(Records excerpted from a collection)

════════

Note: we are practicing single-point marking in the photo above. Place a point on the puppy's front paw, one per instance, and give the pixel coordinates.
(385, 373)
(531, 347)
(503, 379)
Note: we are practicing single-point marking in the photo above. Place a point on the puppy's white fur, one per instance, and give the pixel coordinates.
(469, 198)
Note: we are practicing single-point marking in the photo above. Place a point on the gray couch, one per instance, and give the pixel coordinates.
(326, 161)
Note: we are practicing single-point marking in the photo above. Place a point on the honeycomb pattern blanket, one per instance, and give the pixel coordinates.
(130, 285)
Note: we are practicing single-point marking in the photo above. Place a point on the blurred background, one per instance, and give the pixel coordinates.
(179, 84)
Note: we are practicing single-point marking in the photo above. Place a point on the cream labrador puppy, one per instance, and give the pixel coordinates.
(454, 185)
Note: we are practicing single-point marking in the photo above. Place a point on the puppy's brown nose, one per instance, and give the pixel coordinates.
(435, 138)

════════

## [EXERCISE DESCRIPTION]
Can you copy out all of the material above, every line of it, word for word?

## [OUTPUT FOR THIS EXERCISE]
Note: we are practicing single-point marking in the photo above. Place a point on the puppy's front paw, one per instance, and give the pixel coordinates.
(385, 373)
(531, 347)
(503, 379)
Note: we are practicing single-point marking in the photo above. Place a point on the puppy's white fur, one per instance, and give the pixel coordinates.
(469, 198)
Note: we are practicing single-point marking in the photo above. Place a point on the gray couch, one per instance, and give the pixel coordinates.
(326, 161)
Note: we are practicing single-point marking in the photo above. Place a point on the honeycomb pattern blanket, one per instance, and give the pixel coordinates.
(130, 285)
Note: we are practicing single-point marking in the photo above. Place a point on the blurred background, one per instance, and give the pixel coordinates.
(179, 84)
Note: we are practicing single-point marking in the photo above. Place a point on the cream labrador puppy, one per instance, and give the pixel coordinates.
(454, 185)
Note: we are practicing single-point marking in the photo above. Place a point on the puppy's brown nose, one per instance, and give the pixel coordinates.
(435, 138)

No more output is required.